#### Written exercise A
Rewrite the paragraph of the message beginning "This will produce a TPC-H database" as a short bulleted list that keeps its main facts.

=== Source text ===

Re: Proposed Patch to Improve Performance of Multi-Batch Hash Join for Skewed Data Sets

From: "Joshua Tolley" <eggyknap(at)gmail(dot)com>
To: "Lawrence, Ramon" <ramon(dot)lawrence(at)ubc(dot)ca>
Cc: pgsql-hackers(at)postgresql(dot)org, "Bryce Cutt" <pandasuit(at)gmail(dot)com>
Subject: Re: Proposed Patch to Improve Performance of Multi-Batch Hash Join for Skewed Data Sets
Date: 2008-11-03 00:41:55
Message-ID: e7e0a2570811021641s560a7c27r6816946e766102f3@mail.gmail.com
Views: Raw Message | Whole Thread | Download mbox | Resend email
Thread:
Lists: pgsql-hackers

On Sun, Nov 2, 2008 at 4:48 PM, Lawrence, Ramon <ramon(dot)lawrence(at)ubc(dot)ca> wrote:
> Joshua,
>
> Thank you for offering to review the patch.
>
> The easiest way to test would be to generate your own TPC-H data and
> load it into a database for testing. I have posted the TPC-H generator
> at:
>
> http://people.ok.ubc.ca/rlawrenc/TPCHSkew.zip
>
> The generator can produce skewed data sets. It was produced by
> Microsoft Research.
>
> After unzipping, on a Windows machine, you can just run the command:
>
> dbgen -s 1 -z 1
>
> This will produce a TPC-H database of scale 1 GB with a Zipfian skew of
> z=1. More information on the generator is in the document README-S.DOC.

===

#### Written exercise B
List every line in the rows below that contains the word "texture", matching case exactly.

=== Data shown ===

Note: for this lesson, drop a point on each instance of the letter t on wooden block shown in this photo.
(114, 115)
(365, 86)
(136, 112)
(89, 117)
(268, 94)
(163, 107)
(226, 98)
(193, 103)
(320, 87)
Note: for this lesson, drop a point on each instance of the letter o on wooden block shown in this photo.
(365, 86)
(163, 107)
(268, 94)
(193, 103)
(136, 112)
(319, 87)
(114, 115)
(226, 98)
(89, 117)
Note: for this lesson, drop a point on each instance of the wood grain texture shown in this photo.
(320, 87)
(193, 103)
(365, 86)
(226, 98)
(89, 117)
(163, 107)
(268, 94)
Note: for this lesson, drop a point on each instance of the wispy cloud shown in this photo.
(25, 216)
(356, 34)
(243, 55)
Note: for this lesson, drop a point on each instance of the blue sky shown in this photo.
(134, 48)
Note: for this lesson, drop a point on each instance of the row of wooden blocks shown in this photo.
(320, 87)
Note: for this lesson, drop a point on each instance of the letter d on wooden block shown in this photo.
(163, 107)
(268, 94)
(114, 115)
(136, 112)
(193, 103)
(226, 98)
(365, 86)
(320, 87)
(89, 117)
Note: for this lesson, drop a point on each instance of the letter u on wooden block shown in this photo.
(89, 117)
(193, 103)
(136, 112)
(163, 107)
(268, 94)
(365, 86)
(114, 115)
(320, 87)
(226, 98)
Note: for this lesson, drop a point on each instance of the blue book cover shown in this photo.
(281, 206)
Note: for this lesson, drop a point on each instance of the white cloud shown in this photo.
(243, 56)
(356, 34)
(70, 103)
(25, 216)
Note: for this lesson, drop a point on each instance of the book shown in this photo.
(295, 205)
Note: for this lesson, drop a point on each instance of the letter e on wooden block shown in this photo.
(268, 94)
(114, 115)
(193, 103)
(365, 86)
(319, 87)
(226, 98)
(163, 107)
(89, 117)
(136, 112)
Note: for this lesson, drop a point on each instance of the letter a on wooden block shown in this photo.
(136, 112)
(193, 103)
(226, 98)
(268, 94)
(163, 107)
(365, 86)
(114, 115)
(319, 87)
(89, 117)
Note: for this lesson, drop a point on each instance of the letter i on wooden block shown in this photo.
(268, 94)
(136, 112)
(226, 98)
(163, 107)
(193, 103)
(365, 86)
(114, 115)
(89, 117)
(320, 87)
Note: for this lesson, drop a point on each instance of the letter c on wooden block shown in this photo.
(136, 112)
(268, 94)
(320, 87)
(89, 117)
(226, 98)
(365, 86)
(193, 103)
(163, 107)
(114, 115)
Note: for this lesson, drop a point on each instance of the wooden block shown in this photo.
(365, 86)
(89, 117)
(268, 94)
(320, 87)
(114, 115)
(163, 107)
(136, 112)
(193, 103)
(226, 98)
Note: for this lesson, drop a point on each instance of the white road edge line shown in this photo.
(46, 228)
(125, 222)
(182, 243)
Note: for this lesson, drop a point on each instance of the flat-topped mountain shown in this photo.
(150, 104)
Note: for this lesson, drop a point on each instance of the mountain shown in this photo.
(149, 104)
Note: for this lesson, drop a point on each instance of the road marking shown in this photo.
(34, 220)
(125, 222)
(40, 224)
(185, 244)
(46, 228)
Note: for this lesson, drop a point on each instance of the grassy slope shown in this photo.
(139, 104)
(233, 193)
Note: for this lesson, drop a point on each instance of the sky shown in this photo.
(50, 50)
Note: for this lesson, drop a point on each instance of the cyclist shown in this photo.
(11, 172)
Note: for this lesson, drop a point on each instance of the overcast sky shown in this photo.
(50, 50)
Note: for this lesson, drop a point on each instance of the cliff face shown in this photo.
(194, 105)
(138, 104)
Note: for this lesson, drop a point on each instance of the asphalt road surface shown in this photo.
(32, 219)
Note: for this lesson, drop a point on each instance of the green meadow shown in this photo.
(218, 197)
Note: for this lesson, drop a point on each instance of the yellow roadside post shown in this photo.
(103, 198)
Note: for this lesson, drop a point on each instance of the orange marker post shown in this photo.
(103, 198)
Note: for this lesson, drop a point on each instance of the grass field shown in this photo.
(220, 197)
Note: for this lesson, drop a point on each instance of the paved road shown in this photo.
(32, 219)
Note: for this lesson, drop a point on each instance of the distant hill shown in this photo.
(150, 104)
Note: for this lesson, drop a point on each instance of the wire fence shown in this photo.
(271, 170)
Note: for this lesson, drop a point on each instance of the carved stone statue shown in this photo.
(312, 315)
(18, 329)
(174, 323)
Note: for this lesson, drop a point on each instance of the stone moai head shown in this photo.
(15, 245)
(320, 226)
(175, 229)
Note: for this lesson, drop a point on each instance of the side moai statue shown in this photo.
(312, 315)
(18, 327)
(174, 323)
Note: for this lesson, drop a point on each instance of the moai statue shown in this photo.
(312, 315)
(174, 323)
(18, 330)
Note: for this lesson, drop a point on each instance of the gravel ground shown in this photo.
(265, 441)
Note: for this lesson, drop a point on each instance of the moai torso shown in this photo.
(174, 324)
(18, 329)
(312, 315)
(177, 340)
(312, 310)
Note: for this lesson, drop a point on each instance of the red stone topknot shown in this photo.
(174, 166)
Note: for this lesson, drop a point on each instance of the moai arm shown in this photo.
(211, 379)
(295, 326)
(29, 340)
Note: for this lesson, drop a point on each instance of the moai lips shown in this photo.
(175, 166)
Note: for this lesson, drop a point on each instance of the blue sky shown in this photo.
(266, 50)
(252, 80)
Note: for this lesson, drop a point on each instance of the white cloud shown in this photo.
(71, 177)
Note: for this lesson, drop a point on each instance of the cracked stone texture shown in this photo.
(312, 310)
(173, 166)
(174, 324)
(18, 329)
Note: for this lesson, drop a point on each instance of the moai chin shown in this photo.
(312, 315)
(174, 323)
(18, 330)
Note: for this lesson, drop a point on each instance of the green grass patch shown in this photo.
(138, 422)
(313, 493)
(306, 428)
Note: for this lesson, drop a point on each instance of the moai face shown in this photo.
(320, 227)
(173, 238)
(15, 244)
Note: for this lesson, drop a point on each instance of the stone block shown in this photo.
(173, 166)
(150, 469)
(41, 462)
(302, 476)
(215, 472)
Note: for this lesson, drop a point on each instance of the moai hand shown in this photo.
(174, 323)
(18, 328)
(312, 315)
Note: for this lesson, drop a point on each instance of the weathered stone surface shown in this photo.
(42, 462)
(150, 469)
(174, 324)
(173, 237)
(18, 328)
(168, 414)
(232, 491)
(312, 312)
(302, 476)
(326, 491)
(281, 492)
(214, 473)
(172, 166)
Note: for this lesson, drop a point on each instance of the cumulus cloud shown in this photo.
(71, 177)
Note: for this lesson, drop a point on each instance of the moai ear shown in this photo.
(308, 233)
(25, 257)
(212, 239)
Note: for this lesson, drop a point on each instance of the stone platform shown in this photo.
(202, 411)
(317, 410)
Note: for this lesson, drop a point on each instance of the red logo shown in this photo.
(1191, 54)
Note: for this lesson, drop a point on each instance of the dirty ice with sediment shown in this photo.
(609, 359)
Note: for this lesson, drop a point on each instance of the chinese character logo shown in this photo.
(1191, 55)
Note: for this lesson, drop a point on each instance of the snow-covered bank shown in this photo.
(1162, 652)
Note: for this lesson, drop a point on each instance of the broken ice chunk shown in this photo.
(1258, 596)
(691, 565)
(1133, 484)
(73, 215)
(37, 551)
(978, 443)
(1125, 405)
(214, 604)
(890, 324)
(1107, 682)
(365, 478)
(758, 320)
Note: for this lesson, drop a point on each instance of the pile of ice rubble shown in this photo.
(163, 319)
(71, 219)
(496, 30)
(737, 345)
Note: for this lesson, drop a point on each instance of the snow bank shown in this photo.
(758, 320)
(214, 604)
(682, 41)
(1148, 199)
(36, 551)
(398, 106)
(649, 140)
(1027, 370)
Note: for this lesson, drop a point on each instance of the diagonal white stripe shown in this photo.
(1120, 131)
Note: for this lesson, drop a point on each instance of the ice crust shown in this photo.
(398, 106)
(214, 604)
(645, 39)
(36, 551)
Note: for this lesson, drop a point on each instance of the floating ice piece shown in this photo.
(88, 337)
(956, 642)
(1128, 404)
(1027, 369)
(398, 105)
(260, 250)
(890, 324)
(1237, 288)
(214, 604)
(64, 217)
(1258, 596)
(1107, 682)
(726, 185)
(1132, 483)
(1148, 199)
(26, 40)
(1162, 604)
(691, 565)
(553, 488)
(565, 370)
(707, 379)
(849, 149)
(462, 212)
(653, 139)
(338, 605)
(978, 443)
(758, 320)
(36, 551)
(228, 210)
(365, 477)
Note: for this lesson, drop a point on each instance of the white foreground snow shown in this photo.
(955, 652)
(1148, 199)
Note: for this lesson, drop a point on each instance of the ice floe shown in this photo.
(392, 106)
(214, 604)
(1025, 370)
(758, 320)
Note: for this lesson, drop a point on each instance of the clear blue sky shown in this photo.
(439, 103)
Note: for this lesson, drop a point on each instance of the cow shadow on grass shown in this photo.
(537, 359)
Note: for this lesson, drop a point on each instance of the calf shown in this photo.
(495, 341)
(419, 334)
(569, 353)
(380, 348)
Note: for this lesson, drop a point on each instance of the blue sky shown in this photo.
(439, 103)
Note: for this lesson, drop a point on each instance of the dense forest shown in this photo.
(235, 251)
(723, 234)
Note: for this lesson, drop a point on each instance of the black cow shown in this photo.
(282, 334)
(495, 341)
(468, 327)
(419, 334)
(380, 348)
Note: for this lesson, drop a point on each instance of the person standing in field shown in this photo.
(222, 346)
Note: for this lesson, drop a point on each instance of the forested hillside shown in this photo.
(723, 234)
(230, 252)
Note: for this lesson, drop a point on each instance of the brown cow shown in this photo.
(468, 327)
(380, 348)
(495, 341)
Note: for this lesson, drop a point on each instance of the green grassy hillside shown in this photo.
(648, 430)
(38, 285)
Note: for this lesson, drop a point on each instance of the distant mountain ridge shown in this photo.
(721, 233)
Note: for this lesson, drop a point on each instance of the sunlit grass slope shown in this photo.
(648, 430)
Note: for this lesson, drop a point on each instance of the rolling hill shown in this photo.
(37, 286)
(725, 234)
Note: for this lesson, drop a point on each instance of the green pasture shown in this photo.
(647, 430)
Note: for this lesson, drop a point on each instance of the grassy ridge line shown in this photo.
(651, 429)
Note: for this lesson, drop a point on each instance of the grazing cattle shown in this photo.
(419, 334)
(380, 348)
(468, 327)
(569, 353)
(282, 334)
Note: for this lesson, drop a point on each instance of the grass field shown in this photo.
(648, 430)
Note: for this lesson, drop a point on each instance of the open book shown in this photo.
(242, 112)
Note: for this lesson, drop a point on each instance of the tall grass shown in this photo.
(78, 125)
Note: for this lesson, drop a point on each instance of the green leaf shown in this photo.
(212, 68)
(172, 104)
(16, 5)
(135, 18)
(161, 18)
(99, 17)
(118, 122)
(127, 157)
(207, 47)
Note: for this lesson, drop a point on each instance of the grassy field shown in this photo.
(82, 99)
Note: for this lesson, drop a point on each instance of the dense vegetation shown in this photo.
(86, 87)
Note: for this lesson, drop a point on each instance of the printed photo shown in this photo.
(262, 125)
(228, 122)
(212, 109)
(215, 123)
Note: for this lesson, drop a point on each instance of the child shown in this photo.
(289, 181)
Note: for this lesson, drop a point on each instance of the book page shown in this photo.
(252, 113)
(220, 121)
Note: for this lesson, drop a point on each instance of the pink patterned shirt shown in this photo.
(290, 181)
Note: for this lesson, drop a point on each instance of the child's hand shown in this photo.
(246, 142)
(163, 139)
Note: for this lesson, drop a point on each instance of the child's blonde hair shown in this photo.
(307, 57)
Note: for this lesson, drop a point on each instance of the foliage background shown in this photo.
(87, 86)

===

#### Answer A
- Output: a TPC-H database of scale 1 GB
- Skew: Zipfian, z=1
- More on the generator: README-S.DOC

#### Answer B
Note: for this lesson, drop a point on each instance of the wood grain texture shown in this photo.
Note: for this lesson, drop a point on each instance of the cracked stone texture shown in this photo.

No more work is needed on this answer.